▸ **Aufgabe 1**: Prüfen Sie anhand des Textes über die Herkunftsmythen der Atoin Meto, ob die folgenden Aussagen zutreffen: (a) Die Informationen über die beiden Herrscher stammen aus Interviews mit Johan Christian Sapay aus Nakmofa. (b) Eine allen Atoin Meto gemeinsame Geschichte liegt bereits vor. (c) Sapays Bericht stimmt in allen Punkten mit den ethnographischen Quellen überein. Beantworten Sie jede Aussage mit Ja oder Nein und zitieren Sie wörtlich die entscheidenden Worte des Textes.

▸ **Text**:
+-------+
Luirai und Sonba`i. Zwei Namen, die in den unterschiedlichen Herkunftsmythen der Atoin Meto eine besondere Rollen spielen. Sie repräsentieren ein kulturspezifisches Ideal von Männlichkeit und bieten einen Kristallisationspunkt historischen Ursprungs. Weiter zurück geht es in den historischen Überlieferungen der Atoin Meto nicht. Meine Informationen über diese beiden myth-historischen, indonesischen Herrscher in West- und Zentraltimor stammen aus den exegetischen Interviews mit Johan Christian Sapay aus Nakmofa, einem Weiler im Dorf Kiufatu, im Landkreis Südamanuban. Ich gebe Sapays Verständnis der Geschichte der Atoin Meto so wieder, wie er sie mir berichtet hat. Manches deckt sich mit den ethnographischen Quellen, die von niederländischen Reisenden, Kolonialbeamten, Missionaren und später auch von Wissenschaftlern stammen, einiges steht dazu in Widerspruch. Sapays Bericht ist die klanzentrische Version der Domäne Kuan Fatu in Südamanuban. Die vergangenen historischen Ereignisse erscheinen in seiner Version fragmentarisch und volkstümlich. Anderswo existieren mit Sicherheit andere Lesarten, denn eine allen Atoin Meto eigene Geschichte gibt es momentan noch nicht. Weitere Forschungen sind erforderlich um Kenntnislücken zu schließen und das vorhandene Wissen zu systematisieren, um eines Tages die Geschichte der Atoin Meto schreiben zu können.
+-------+
▸ **Aufgabe 2**: Schreiben Sie aus den folgenden Zeilen unverändert ab, beginnend mit der Zeile, die „Would you point at the man in light“ enthält, bis einschließlich der Zeile, die „point(553, 213)“ enthält.
+-------+
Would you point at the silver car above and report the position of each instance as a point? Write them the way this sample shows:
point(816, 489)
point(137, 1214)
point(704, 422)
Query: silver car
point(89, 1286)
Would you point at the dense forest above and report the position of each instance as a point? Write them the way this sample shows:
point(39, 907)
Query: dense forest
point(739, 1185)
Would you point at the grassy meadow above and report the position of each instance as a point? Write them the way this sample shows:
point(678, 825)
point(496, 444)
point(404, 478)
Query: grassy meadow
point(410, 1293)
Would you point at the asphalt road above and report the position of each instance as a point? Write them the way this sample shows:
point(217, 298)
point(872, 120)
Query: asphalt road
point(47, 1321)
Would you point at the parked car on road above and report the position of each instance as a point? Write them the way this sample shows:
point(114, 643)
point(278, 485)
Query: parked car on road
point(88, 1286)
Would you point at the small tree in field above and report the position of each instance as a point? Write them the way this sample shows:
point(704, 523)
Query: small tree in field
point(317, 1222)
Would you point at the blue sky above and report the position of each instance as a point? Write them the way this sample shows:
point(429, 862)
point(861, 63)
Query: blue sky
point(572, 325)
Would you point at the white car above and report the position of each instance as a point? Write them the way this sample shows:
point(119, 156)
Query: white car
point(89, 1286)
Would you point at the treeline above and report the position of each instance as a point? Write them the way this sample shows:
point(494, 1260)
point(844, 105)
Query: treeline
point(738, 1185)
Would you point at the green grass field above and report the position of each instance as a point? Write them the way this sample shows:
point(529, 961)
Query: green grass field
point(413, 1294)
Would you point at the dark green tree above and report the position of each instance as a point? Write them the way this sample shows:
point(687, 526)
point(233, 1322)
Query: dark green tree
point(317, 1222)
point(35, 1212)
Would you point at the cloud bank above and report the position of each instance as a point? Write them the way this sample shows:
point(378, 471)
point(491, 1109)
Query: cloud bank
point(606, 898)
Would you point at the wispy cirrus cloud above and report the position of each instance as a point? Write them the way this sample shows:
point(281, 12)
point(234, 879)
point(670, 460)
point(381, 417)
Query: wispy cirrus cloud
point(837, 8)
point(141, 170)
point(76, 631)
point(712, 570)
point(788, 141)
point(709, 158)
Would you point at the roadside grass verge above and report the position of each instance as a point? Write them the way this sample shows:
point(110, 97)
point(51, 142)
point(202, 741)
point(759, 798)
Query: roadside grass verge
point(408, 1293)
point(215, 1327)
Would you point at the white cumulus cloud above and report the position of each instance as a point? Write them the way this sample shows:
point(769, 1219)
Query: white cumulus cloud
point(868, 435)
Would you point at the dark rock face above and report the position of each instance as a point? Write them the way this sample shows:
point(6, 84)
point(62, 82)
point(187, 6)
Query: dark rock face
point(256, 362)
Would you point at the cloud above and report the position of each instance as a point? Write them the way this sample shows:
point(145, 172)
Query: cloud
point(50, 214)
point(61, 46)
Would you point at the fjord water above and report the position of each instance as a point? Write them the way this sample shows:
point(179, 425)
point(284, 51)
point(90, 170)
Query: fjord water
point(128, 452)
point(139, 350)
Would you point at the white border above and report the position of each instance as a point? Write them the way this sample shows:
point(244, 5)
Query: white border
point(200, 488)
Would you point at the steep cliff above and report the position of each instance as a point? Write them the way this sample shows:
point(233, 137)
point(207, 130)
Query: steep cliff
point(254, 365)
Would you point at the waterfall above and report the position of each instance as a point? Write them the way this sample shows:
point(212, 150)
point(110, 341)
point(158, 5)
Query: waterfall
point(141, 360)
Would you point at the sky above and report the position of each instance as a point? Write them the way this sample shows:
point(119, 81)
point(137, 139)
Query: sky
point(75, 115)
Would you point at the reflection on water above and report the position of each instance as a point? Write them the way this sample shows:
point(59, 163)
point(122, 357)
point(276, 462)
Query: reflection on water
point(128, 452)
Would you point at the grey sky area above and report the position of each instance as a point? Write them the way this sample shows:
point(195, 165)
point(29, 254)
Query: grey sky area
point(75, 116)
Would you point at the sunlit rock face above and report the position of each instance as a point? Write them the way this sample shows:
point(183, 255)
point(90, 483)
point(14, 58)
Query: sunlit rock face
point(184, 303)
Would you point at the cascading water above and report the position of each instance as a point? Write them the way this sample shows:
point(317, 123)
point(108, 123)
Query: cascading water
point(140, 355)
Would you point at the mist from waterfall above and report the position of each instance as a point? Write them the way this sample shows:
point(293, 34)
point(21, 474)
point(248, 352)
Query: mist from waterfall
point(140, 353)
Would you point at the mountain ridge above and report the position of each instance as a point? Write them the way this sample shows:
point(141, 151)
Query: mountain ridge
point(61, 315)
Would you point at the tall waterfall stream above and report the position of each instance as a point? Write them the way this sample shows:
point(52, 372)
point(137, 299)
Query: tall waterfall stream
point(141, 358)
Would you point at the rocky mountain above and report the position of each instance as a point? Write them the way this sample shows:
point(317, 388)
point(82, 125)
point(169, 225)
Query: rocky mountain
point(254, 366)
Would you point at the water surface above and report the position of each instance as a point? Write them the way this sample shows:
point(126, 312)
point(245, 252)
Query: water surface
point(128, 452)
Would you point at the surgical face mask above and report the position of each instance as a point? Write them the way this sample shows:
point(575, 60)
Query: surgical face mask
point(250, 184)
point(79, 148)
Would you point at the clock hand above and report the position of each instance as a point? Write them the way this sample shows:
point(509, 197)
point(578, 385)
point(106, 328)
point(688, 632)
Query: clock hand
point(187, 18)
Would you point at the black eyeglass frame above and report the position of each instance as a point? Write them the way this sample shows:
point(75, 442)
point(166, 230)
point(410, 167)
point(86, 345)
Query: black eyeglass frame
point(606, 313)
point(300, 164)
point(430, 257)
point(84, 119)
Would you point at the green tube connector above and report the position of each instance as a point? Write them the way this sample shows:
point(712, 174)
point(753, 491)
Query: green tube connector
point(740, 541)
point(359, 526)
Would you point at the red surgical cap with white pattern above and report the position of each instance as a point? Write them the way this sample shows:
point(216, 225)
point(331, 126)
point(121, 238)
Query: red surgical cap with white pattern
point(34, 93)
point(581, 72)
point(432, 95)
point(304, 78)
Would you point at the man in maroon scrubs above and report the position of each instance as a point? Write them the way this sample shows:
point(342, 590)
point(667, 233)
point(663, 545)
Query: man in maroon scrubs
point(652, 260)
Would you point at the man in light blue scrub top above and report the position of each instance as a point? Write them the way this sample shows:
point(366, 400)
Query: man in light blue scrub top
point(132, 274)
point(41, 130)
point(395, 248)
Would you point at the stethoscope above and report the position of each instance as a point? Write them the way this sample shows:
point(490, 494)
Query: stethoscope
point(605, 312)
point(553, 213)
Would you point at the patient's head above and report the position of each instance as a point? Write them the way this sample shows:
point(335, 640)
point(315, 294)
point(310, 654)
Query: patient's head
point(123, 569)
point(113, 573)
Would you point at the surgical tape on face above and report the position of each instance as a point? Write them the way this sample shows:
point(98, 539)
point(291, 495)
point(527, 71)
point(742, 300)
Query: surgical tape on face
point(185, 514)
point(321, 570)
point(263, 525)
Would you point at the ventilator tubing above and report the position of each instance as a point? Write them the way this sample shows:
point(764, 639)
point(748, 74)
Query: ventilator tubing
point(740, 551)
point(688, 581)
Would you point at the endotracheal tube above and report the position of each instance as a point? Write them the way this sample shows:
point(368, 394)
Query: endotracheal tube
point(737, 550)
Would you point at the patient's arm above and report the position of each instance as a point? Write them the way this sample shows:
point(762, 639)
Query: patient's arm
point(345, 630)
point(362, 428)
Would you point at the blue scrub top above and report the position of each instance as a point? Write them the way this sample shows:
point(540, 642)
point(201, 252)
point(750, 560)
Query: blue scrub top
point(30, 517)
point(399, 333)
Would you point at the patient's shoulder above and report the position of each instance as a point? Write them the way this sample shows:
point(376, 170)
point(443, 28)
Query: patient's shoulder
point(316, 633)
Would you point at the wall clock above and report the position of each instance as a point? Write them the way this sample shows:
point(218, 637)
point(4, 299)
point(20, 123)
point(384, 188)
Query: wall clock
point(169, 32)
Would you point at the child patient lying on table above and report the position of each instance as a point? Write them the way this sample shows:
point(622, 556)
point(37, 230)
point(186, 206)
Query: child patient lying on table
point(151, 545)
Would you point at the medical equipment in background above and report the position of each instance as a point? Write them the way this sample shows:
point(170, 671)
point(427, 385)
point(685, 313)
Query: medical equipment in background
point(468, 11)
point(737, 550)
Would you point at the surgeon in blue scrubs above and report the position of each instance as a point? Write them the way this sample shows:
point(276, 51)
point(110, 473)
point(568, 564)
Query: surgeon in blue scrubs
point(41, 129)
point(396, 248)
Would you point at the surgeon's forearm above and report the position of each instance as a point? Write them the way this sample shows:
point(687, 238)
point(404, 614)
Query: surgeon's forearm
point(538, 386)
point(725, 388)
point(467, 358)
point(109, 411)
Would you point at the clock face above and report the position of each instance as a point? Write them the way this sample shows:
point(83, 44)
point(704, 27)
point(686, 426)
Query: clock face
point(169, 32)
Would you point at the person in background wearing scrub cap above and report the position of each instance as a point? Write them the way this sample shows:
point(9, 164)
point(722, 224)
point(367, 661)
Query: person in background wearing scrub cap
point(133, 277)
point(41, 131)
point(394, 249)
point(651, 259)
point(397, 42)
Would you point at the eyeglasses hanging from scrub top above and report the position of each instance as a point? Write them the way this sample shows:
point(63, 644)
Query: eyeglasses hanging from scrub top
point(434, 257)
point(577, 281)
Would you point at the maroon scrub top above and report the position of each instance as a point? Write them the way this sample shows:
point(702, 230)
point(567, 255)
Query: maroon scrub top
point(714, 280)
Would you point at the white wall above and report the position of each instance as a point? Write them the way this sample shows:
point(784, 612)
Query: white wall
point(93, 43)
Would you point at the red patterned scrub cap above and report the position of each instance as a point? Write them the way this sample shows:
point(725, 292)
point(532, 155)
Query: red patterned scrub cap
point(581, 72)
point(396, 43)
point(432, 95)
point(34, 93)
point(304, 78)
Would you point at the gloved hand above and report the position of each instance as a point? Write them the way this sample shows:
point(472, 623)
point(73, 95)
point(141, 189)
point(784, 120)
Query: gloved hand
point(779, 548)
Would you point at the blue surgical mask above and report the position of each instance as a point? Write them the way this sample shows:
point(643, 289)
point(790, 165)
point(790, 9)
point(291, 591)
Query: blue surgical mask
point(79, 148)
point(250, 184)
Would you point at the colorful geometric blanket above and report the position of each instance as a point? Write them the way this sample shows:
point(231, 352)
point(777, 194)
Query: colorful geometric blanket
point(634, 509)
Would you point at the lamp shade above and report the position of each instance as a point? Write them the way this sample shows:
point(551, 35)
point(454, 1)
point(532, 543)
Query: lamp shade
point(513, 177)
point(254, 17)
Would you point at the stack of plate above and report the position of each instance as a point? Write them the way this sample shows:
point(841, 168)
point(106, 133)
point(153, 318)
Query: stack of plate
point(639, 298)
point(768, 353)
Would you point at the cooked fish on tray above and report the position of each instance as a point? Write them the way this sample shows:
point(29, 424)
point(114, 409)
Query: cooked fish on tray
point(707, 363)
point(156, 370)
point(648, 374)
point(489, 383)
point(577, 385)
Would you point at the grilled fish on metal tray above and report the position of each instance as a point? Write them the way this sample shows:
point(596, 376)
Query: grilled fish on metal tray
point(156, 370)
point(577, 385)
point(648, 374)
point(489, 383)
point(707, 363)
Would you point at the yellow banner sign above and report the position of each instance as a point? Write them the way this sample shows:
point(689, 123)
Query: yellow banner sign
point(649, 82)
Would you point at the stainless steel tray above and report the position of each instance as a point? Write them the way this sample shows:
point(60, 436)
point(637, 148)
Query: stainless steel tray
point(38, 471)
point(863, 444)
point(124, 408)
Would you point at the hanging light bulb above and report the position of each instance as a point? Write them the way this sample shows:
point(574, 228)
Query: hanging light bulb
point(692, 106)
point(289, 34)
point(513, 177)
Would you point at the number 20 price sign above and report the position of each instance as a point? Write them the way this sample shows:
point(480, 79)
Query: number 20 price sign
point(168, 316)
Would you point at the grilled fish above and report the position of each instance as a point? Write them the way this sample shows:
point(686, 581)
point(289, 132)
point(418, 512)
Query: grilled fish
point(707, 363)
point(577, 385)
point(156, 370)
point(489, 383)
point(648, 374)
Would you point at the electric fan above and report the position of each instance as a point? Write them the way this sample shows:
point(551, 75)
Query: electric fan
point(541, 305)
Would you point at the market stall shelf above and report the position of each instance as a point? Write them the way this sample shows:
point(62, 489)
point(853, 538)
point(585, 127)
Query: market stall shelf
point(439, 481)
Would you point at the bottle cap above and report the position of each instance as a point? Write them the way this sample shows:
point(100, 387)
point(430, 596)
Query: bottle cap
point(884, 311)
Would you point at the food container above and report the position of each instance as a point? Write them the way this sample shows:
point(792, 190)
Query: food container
+-------+
▸ **Antwort 1**:
(a) Ja: „stammen aus den exegetischen Interviews mit Johan Christian Sapay aus Nakmofa“
(b) Nein: „denn eine allen Atoin Meto eigene Geschichte gibt es momentan noch nicht“
(c) Nein: „einiges steht dazu in Widerspruch“

▸ **Antwort 2**:
Would you point at the man in light blue scrub top above and report the position of each instance as a point? Write them the way this sample shows:
point(366, 400)
Query: man in light blue scrub top
point(132, 274)
point(41, 130)
point(395, 248)
Would you point at the stethoscope above and report the position of each instance as a point? Write them the way this sample shows:
point(490, 494)
Query: stethoscope
point(605, 312)
point(553, 213)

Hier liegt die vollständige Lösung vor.